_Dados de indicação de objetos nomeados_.
▬▬▬▬▬▬▬▬▬▬
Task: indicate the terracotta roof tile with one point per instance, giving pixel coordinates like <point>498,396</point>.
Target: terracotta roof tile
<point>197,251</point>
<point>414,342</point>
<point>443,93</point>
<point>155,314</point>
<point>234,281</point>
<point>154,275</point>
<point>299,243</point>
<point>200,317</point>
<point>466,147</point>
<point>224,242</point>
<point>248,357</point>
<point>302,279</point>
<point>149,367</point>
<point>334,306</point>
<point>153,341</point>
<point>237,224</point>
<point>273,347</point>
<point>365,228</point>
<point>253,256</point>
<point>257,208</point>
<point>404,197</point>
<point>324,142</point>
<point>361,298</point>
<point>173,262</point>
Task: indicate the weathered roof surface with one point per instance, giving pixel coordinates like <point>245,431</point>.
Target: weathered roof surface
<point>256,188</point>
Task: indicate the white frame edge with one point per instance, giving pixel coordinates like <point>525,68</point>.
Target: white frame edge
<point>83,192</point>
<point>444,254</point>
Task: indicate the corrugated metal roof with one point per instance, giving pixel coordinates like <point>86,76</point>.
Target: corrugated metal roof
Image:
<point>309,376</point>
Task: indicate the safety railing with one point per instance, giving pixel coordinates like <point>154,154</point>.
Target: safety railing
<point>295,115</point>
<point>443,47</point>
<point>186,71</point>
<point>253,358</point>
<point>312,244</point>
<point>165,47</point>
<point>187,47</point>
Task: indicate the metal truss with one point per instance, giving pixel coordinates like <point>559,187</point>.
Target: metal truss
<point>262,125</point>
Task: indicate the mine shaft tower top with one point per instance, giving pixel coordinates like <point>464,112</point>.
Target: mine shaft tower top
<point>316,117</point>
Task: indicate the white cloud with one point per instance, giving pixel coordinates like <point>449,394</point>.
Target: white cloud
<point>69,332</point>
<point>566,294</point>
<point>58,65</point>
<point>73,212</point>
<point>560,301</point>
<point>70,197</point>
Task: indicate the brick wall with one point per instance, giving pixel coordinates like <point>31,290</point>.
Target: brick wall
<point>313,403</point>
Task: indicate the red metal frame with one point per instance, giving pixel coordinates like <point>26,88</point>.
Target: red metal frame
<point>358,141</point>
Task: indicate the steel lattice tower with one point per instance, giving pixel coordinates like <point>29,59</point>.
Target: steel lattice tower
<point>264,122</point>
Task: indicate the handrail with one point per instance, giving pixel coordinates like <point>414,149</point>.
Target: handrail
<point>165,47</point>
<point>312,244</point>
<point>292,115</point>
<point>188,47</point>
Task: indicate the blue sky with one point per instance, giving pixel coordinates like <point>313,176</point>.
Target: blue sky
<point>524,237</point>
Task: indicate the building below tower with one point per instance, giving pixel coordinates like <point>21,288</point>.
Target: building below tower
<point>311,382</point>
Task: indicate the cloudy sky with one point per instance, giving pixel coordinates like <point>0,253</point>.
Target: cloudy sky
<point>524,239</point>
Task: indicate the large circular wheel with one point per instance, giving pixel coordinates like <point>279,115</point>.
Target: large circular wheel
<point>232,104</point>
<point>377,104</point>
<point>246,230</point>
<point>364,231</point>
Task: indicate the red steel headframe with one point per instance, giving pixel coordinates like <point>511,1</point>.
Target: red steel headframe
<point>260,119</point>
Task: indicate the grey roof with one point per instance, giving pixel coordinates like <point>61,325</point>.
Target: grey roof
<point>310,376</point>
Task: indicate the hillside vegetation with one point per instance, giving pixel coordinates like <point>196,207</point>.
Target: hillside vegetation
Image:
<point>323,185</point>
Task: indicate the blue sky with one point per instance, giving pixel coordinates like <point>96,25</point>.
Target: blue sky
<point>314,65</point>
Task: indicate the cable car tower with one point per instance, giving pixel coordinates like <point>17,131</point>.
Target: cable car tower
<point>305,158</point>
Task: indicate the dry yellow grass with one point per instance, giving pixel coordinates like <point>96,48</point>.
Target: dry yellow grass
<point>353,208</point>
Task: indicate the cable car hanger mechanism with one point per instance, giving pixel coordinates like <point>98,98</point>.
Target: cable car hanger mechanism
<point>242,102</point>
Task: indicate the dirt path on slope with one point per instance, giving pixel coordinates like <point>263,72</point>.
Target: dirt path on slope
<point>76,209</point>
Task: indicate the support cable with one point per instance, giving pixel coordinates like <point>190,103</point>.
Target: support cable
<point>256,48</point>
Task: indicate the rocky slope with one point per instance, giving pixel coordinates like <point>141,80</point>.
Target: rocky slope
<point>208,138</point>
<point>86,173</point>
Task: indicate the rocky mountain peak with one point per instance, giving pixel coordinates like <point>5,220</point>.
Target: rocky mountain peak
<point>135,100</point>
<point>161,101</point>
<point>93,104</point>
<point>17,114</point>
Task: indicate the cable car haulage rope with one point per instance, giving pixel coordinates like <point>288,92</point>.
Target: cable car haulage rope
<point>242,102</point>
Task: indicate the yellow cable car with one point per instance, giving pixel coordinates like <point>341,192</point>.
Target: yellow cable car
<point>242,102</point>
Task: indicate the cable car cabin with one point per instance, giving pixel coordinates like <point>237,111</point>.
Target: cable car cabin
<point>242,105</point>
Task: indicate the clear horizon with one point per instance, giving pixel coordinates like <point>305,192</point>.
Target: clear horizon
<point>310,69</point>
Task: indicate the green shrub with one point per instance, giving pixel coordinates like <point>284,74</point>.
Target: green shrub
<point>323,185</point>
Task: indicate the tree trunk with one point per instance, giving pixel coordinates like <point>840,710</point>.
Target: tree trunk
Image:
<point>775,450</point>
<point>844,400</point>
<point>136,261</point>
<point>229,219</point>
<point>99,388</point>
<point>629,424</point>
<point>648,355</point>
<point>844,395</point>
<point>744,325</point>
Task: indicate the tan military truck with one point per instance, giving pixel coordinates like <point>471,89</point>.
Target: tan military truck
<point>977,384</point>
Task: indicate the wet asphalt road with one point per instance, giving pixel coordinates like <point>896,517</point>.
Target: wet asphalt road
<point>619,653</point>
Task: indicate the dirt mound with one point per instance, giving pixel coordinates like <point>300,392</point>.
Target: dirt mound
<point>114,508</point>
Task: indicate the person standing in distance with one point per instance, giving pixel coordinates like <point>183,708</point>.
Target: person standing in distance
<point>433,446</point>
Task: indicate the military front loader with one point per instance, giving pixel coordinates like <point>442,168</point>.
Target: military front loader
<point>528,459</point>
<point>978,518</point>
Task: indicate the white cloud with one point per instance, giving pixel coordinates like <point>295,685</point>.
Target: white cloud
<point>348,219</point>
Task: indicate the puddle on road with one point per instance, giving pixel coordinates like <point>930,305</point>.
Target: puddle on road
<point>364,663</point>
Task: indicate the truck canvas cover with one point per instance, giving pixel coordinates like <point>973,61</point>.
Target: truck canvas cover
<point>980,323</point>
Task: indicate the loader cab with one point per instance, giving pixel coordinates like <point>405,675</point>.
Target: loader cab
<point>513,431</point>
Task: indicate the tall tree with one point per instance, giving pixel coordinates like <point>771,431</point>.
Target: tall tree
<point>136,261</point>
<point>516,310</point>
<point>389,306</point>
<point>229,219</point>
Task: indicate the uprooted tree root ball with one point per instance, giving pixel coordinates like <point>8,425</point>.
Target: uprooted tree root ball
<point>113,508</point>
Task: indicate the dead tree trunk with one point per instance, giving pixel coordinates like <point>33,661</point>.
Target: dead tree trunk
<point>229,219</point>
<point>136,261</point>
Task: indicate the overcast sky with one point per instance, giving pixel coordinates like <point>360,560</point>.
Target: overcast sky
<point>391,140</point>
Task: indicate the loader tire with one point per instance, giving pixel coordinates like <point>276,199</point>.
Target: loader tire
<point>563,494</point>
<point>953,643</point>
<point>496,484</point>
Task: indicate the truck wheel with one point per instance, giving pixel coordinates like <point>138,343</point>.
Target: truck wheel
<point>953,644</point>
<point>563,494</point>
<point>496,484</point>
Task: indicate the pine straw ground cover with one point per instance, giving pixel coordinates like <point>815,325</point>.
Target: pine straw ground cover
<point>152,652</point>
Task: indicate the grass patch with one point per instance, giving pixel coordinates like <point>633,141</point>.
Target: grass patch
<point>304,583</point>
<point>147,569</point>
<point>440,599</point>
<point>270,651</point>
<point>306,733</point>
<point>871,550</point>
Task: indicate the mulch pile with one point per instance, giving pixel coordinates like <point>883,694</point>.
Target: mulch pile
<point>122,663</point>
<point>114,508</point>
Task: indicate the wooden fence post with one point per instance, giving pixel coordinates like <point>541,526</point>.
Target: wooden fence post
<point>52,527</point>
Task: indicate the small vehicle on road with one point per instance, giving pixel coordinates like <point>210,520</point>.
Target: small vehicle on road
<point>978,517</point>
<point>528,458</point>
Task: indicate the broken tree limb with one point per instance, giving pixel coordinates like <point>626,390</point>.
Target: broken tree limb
▬▬▬▬▬▬▬▬▬▬
_SEU OBJETIVO_.
Por favor, substitua "grass patch" por "lawn patch" nos dados, começando na linha que contém "Task: indicate the overcast" e parando depois da linha que contém "<point>52,527</point>". Reproduza somente essas linhas, com todo o resto inalterado.

_RESPOSTA_.
Task: indicate the overcast sky with one point per instance, giving pixel coordinates like <point>360,560</point>.
Target: overcast sky
<point>391,140</point>
Task: indicate the loader tire with one point per instance, giving pixel coordinates like <point>276,199</point>.
Target: loader tire
<point>563,494</point>
<point>953,643</point>
<point>496,484</point>
Task: indicate the truck wheel with one point per instance, giving pixel coordinates like <point>138,343</point>.
Target: truck wheel
<point>953,644</point>
<point>563,494</point>
<point>496,484</point>
Task: indicate the pine straw ground cover with one point per instance, giving pixel coordinates like <point>815,325</point>.
Target: pine straw ground cover
<point>152,652</point>
Task: indicate the lawn patch with one point per instance, giving pixel coordinates like <point>633,141</point>.
Target: lawn patch
<point>304,583</point>
<point>147,569</point>
<point>440,599</point>
<point>270,651</point>
<point>306,733</point>
<point>871,550</point>
Task: indicate the mulch pile with one point per instance, giving pixel coordinates like <point>883,694</point>.
Target: mulch pile
<point>122,663</point>
<point>114,508</point>
Task: indicate the wooden fence post with one point per instance, giving pixel coordinates like <point>541,526</point>.
Target: wooden fence post
<point>52,527</point>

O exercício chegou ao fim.